NMR under Confinement: Roots in Retrospect

ROBERT J. S. BROWN, PAOLA FANTAZZINI, JORG KARGER AND RAINER KIMMICH

Nuclear magnetic resonance (NMR) has provided us with many beneficial opportunities for science and technology. Its continued use in novel fields has yielded impressive strength and attractiveness for nearly a century. This is particularly true with regards to the topic of this book, the exploration of "Fluid Transport in Porous Solids and Heterogeneous Materials".

Here, the benefit of NMR in being able to look "from the outside" into a system becomes particularly evident. NMR operates as an "ideal spy", providing information without interfering with internally occurring phenomena. NMR is able to give information on pore spaces as well as anything that might happen within them. This wide-range of information that is accessible is illustrated by the examples in this book. The origin of some of these developments can, most remarkably, be traced back over many decades, to the very beginning of NMR research. In this chapter we will recollect some of the roots of the challenges we face today with applying NMR to studying "Fluid Transport in Porous Solids and Heterogeneous Materials" — albeit with some bias by personal experiences and impressions.

The output of nuclear magnetic relaxation on pore space architecture and guest dynamics in porous materials is, generally, based on model assumptions. These assumptions are, as a rule, well established and supported by experimental evidence. In its early years, however, NMR was used for studying molecular diffusion. The information gained stands on its own. Hahn's seminal paper in 1950 provided us with an opportunity that, in subsequent years, has been extensively exploited for diffusion measurements with liquids. With the application of pulsed field gradients by Stejskal and Tanner, the gradient intensity could be chosen large enough so that, eventually, diffusion measurements with porous materials have become possible. In his seminal paper of 1965 John Tanner introduced the technique under the title "Pulsed Field Gradients for NMR Spin-Echo Diffusion Measurements". Since then, the method has found application in quite a number of different communities. Its widespread use might have contributed to a diversification in nomenclature, with currently two names in common use: pulsed field gradient (PFG) and pulsed gradient spin echo (PGSE) NMR. In either case, Tanner's original wording is easily recognized.

(Data pulled from a collection)

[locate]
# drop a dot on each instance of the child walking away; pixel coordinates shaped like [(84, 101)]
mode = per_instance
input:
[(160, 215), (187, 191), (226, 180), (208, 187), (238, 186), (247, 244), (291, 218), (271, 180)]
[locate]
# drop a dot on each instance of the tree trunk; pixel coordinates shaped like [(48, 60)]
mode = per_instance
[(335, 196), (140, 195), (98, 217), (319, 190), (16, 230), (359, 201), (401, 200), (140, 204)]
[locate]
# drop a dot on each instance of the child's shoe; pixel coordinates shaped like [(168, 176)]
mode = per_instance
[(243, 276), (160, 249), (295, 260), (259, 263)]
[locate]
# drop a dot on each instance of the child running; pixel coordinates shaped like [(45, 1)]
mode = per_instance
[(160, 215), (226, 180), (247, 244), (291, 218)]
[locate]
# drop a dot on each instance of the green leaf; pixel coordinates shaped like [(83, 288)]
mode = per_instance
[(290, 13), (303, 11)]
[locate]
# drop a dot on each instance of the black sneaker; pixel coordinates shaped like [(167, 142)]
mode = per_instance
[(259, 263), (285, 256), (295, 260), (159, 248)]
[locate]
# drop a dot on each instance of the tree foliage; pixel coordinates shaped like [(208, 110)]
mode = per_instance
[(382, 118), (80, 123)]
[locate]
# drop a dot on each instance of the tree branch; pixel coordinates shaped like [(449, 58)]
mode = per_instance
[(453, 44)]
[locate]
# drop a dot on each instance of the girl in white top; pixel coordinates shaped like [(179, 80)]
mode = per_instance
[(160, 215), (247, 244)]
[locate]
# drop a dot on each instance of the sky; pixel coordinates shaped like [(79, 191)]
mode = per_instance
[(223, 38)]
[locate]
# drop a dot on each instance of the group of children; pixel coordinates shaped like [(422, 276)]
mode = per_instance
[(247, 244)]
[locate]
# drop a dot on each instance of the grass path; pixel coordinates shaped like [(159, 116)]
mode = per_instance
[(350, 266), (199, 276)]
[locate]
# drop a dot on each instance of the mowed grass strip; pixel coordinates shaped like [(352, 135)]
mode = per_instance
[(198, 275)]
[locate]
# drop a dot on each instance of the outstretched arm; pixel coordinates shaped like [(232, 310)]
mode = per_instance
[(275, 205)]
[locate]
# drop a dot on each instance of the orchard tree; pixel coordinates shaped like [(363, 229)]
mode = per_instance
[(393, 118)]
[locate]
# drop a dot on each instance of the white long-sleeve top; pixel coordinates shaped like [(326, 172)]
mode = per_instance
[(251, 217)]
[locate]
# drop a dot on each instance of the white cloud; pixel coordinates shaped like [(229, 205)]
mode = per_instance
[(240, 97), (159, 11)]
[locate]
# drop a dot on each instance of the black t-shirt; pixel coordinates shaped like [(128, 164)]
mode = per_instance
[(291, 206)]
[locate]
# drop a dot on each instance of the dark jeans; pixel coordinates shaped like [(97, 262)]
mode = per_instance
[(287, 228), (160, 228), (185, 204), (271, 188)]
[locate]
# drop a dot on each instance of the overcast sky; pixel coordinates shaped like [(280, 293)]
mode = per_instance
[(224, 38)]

▶ **Problem set**:
1 – In the NMR passage, what title did John Tanner give his 1965 paper?
2 – List the authors named in the header of the NMR passage.
3 – Please pick up the NMR passage after its final sentence and continue writing it.

▶ **Answers for the exercise**:
1 – "Pulsed Field Gradients for NMR Spin-Echo Diffusion Measurements"

2 – Robert J. S. Brown, Paola Fantazzini, Jorg Karger, Rainer Kimmich

3 –
The development of NMR was, essentially from its very beginning, closely related with the search for its application to petrophysical studies. The oil industry became aware of the potential of this novel source of information and vigorously promoted research on logging projects. The data in Table 1.1, taken from the paper of Kleinberg and Jackson, illustrate this intense and most rewarding partnership from its beginning until 2000.

In 1948, two years after the discovery of NMR in condensed matter by Bloch and Purcell, the thesis of Bloembergen and the classical paper by Bloembergen, Purcell and Pound (BPP theory) explained many features of the relaxation of NMR signals in bulk liquids by interpreting the dependence of the relaxation times on parameters related to molecular motion, including temperature, viscosity and distance between spins. A retrospective article by Bloembergen gives a review of NMR attempts before 1946 and of early work on relaxation. It has also been recognized that fluid molecules can be adsorbed near a solid surface, resulting in a decrease in their mobility. The existence and influence of pore walls were later found to appear in the relaxation patterns of NMR. The application of the BPP theory to the adsorbed layers could have caused researchers to think that the relaxation times of molecules in the adsorbed layers could have been decreased and so decreasing the relaxation times of fluids inside the pore space of porous media; but it seems that nobody had that intuition.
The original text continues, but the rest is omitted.